# Named-object pointing records:
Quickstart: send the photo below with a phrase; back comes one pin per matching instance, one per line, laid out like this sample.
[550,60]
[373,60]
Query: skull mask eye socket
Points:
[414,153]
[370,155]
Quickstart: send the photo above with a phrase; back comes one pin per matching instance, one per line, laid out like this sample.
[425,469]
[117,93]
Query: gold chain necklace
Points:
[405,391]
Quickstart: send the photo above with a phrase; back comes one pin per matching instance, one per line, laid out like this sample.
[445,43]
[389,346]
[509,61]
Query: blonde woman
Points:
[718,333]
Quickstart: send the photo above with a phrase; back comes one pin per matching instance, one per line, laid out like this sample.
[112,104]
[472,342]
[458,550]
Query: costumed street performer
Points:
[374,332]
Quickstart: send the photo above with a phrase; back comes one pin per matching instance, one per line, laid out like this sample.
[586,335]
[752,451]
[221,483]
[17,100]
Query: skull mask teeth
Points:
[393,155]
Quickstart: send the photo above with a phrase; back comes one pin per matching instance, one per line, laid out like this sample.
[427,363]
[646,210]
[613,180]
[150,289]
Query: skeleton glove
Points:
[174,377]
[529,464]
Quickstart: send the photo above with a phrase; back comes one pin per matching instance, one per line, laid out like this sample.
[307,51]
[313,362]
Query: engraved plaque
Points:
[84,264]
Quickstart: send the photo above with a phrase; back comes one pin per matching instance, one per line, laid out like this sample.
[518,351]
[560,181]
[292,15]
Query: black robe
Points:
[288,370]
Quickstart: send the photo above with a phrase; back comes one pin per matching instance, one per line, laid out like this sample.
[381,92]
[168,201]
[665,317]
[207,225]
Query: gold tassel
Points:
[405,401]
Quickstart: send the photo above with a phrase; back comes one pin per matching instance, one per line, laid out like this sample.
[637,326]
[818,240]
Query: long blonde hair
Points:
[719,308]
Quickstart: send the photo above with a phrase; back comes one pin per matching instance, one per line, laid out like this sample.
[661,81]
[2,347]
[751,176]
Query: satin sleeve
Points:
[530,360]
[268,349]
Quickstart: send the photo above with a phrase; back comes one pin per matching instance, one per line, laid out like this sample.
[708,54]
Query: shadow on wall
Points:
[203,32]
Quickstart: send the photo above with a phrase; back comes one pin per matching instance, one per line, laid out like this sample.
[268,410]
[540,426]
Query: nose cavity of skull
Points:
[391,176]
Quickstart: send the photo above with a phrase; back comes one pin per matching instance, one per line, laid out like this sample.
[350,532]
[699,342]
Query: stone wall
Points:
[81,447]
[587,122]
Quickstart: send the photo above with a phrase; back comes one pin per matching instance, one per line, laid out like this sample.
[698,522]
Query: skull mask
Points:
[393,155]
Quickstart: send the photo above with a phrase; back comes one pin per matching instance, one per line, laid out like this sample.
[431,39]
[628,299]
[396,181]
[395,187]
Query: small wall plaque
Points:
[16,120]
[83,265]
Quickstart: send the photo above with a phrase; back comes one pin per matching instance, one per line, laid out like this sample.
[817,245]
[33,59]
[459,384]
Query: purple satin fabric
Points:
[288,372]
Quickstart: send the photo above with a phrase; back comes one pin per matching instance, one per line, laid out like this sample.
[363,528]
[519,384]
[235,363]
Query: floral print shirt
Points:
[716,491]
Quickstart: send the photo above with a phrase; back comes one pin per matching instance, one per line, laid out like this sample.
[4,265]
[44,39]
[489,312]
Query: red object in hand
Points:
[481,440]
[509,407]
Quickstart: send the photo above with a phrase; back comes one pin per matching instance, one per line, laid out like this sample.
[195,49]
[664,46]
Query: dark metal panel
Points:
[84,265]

...

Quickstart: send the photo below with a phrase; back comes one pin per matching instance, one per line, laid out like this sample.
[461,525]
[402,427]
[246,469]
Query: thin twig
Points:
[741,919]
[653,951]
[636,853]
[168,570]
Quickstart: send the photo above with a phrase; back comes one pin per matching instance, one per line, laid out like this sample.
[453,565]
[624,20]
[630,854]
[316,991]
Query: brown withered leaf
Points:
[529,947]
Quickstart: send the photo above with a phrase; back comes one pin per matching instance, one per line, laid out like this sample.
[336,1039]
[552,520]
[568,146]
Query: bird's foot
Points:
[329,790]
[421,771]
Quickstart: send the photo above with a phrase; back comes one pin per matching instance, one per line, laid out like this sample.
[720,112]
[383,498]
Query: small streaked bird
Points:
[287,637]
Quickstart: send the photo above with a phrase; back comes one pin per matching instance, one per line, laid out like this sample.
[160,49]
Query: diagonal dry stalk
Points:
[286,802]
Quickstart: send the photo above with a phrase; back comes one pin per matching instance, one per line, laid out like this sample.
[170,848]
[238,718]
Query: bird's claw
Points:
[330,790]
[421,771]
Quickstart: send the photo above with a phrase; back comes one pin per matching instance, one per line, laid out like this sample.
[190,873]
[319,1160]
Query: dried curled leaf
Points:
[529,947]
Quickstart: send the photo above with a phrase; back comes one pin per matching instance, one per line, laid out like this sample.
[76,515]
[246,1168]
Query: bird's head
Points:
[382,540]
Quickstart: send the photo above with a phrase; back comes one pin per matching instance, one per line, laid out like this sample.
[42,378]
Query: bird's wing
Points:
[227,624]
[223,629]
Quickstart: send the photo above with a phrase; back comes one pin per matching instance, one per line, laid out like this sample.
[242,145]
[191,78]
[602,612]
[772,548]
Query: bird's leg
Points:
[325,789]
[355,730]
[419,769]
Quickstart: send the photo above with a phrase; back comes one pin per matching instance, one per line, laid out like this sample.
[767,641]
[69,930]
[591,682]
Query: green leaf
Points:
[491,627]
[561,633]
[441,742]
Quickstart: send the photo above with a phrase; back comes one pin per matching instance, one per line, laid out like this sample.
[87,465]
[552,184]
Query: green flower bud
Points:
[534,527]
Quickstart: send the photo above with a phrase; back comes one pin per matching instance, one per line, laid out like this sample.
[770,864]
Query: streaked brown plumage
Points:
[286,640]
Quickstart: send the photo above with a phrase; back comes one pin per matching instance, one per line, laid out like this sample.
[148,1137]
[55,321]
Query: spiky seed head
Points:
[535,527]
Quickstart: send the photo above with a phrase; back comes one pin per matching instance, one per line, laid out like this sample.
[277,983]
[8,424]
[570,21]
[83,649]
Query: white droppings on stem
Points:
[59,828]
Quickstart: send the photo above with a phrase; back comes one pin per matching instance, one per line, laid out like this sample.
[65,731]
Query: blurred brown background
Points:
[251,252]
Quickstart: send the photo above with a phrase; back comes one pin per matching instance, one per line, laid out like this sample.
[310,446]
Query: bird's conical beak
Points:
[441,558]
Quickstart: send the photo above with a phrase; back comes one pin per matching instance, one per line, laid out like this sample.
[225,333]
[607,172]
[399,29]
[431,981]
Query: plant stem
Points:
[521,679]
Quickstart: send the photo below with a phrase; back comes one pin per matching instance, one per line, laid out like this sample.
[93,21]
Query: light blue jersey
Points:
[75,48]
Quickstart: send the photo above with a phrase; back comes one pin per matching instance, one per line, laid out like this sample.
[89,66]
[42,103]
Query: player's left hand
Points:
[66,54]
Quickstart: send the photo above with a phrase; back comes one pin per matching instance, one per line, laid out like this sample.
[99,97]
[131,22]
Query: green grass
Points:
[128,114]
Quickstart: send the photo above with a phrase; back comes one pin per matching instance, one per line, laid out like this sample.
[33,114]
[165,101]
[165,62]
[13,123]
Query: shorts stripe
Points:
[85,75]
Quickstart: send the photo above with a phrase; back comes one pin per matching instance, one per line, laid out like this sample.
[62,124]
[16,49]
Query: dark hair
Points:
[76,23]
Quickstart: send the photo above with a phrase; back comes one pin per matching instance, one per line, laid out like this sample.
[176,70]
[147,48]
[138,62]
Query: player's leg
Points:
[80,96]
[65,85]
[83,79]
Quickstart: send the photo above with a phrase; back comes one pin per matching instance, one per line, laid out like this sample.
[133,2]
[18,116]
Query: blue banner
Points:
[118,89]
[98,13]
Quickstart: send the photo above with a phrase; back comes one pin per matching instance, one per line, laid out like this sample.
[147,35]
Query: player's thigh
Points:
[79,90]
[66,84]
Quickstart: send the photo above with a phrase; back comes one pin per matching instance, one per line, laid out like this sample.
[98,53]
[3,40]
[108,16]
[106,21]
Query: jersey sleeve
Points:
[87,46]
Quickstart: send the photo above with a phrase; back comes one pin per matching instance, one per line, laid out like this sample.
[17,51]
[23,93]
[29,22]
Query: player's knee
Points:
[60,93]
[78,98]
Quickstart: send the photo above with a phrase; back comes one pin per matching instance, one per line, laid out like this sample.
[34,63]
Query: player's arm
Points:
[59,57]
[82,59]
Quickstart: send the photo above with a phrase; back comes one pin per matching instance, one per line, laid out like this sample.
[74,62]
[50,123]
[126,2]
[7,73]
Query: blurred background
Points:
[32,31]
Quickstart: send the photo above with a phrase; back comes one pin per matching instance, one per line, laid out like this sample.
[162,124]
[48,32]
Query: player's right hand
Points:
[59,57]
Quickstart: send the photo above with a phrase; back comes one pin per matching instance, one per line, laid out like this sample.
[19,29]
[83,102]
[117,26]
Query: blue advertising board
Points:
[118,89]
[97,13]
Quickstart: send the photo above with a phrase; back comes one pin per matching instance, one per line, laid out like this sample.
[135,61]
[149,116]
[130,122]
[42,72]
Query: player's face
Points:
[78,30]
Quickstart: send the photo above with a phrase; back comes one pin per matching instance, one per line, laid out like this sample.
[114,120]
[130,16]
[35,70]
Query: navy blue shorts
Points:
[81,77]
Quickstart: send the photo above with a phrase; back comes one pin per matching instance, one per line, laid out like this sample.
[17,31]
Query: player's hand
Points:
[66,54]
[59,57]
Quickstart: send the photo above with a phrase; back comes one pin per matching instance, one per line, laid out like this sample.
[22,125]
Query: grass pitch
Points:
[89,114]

# GOAL:
Identify every line in the listing above that contains the word "satin", treating case as significant, and copy each of those lines.

# ANSWER TO THE EXERCISE:
Query: satin sleeve
Query: purple satin fabric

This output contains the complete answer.